## WORK TO COMPLETE:
1. Can you write out, word for word, the part of the letter to reporters starting at "And you were" and ending at "interview their children."?
2. How might the letter to reporters go on? Extend it, beginning right after its final sentence.

Some of us screamed at you to leave us alone.  Some of us answered your sick questions, because you were the grown-ups, and we were the kids.  I don’t even know how you got there so fast, before our parents, before anyone else could swoop us back inside and ask you to leave.  But there you were, with your vans and your lights, asking us how it felt to know that another child had been killed.  How it felt to be scared.  How it felt to wonder about the names of everyone else, to be desperately hoping for more information, while feeling terrified about what the truth would really be.

I remember you.  I remember your names.  I remember what channel you were from.  I remember that you filled the parking lot at Mike’s funeral.  You stood in a line outside of the door, devouring the footage of crying football players running away from the service, like rabid hungry wolves.  You replayed the video of Mike being loaded into the ambulance, over and over and over again, even when people wrote to you and asked you to stop.

And you were there today, in Newtown.  Asking children who can barely spell their names what it felt like to have the trajectory of their life changed in a single morning.

How the fuck do you think it feels?

They will remember you.  They will remember feeling violated by you.  Their parents will regret that the veil of shock blurred their vision enough to allow you to interview their children.

Our country is struggling with finding the answers we need to keep our babies safe.  We are struggling with how we feel about guns, and how we feel about mental health care.  Report on that.

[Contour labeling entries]
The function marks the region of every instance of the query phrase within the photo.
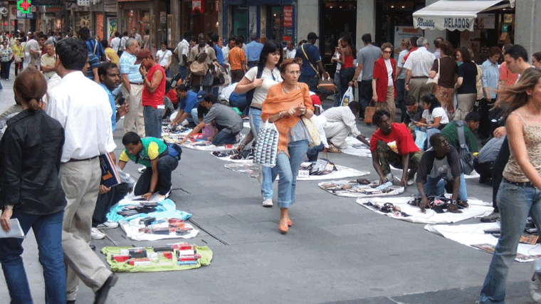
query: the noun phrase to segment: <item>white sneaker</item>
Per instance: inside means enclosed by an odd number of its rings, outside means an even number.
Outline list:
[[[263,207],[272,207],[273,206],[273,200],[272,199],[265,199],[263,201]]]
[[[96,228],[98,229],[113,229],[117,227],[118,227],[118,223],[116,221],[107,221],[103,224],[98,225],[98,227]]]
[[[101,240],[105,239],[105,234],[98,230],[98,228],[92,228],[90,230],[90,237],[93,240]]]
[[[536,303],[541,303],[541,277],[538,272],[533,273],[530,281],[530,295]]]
* * *
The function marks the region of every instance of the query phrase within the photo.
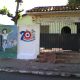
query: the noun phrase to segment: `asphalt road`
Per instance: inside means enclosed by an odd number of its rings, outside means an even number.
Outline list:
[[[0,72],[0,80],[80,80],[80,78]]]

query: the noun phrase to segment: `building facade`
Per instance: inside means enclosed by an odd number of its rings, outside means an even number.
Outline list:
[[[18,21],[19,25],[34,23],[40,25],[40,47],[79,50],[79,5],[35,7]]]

## THE RESPONSES:
1.
And you were there today, in Newtown.  Asking children who can barely spell their names what it felt like to have the trajectory of their life changed in a single morning.

How the fuck do you think it feels?

They will remember you.  They will remember feeling violated by you.  Their parents will regret that the veil of shock blurred their vision enough to allow you to interview their children.

2.
But the 14 year old child in me begs you, begs you, to not ask children to report on what it felt like.  What it sounded like.  How scary it was.

I can tell you for sure, that they will live that trauma every single day.  They will be 34, sitting in the car with their husband outside their little boy’s preschool, crying silently at the news reports.  They will be transported immediately back to 14 years old, and how cold the grass felt under their feet.  They will feel the breath of their friends on their neck as they followed each other blindly back into the gymnasium.  And they will see your face, foreign and imploring, your voice pleading and fake.

This is a story for only the grown-ups to tell, while the children focus on healing.  The path out of that school takes years, and it is a private journey that should only be walked with friends.

Thinking of Newtown tonight, and sending prayers for their healing and strength.  May their tendrils of grief be woven together with fibers of love and community, compassion and understanding.  The little girl in me, is with the terrified child in you.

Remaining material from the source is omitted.